About this exercise:
Repeat nothing but the lines below running from the one containing "task | place a dot on each instance of the child" to the one containing "target | white tent". Keep both end lines.

Records excerpted from a collection:
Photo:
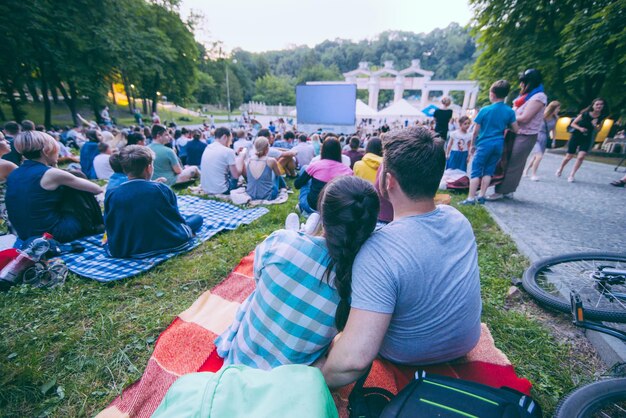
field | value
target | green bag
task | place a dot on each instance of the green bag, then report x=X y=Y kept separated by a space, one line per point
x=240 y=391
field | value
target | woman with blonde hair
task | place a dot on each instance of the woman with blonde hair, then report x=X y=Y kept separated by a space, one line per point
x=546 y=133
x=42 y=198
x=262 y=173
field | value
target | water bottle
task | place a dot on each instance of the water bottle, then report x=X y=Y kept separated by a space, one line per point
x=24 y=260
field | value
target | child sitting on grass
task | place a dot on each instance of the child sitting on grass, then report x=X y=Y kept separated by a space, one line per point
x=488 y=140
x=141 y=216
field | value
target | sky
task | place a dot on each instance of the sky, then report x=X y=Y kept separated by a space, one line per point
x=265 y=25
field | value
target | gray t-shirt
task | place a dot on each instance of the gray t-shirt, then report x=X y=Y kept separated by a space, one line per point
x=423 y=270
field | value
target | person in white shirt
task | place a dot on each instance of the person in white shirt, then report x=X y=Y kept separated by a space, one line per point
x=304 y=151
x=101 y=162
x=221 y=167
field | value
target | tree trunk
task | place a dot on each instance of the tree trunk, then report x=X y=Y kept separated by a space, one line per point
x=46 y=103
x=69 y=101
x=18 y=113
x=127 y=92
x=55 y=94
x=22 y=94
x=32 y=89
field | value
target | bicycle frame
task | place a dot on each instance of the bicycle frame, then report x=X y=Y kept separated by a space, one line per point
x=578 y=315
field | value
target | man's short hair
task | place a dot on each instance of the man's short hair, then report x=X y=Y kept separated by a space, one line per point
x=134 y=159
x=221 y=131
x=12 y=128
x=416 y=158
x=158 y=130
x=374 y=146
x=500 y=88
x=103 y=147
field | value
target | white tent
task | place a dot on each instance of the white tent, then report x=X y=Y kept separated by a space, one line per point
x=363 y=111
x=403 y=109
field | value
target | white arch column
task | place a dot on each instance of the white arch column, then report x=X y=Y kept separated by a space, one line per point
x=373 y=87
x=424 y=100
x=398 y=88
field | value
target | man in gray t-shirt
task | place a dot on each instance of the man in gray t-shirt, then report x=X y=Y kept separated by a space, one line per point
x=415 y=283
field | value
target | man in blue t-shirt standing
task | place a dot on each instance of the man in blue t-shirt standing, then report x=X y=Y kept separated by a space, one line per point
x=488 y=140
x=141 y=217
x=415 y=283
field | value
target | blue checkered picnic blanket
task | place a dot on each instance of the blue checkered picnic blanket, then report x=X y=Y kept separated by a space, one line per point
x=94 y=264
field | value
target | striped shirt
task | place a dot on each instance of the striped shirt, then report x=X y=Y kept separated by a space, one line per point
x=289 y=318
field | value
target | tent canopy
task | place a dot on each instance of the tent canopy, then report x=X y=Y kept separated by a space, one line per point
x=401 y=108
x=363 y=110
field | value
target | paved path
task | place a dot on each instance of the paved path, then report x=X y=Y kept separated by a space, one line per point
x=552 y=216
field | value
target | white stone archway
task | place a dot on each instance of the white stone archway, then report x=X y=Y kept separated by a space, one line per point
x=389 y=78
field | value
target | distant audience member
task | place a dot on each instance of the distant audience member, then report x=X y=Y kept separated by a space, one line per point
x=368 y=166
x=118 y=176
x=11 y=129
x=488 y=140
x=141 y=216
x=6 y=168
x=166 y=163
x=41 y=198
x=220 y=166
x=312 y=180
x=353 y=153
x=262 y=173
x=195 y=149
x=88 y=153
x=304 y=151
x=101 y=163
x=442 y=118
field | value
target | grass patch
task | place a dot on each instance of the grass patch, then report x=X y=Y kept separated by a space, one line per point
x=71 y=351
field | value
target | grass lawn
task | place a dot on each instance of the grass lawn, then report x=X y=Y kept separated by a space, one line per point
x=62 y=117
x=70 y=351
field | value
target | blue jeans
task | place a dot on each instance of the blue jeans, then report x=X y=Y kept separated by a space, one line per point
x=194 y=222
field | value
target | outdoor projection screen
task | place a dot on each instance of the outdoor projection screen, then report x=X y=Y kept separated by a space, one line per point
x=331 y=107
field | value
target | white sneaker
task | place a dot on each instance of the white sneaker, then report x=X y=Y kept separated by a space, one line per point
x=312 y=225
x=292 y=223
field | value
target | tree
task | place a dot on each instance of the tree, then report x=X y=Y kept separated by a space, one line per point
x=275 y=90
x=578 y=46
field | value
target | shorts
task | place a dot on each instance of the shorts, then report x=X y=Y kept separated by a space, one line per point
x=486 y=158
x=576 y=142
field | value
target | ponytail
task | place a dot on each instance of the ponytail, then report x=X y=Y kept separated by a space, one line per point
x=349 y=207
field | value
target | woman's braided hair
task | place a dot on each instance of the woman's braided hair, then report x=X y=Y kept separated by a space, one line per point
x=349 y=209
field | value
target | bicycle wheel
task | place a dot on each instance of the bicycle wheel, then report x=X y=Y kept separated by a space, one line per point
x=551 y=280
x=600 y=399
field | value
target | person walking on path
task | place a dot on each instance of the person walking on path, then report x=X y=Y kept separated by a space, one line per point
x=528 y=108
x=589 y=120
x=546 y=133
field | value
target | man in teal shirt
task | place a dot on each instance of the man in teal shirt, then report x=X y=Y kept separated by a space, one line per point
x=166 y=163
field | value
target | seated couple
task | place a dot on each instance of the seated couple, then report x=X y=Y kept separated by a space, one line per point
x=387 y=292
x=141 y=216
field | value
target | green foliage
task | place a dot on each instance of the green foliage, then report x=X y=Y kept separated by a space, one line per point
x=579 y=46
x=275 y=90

Problem solution:
task | place a dot on each instance of the child sitting on grass, then report x=X y=Y kept separated by a space, one line per point
x=488 y=140
x=141 y=216
field | value
target | sky
task | place a dot on each instance of the sky, then report x=X y=Y kept separated by a space, one line per point
x=265 y=25
field | value
target | gray t-shirt
task | place a dot on each instance of the gray t-shirt, then report x=X y=Y kept separated by a space, one line per point
x=423 y=270
field | value
target | person in white shirt
task | place a dot on each instance of the person in white shirt, then report x=X y=Y kept separated by a space, one line per point
x=304 y=151
x=101 y=162
x=221 y=167
field | value
target | tree trunk
task | place a dot on each instance of the tree trunk, then report x=X y=Y kept separated by a space, one line per point
x=46 y=103
x=69 y=101
x=18 y=113
x=127 y=92
x=55 y=94
x=22 y=94
x=32 y=89
field | value
target | bicycle frame
task | place a dot on each instance of the bicycle frame, then report x=X y=Y kept separated by a space, one line per point
x=578 y=315
field | value
target | man's short hair
task | place a dot on each instance of the man's short hair, then report x=X y=Y kept separated by a space, one line per point
x=134 y=159
x=221 y=131
x=12 y=128
x=416 y=158
x=158 y=130
x=374 y=146
x=500 y=88
x=103 y=147
field | value
target | white tent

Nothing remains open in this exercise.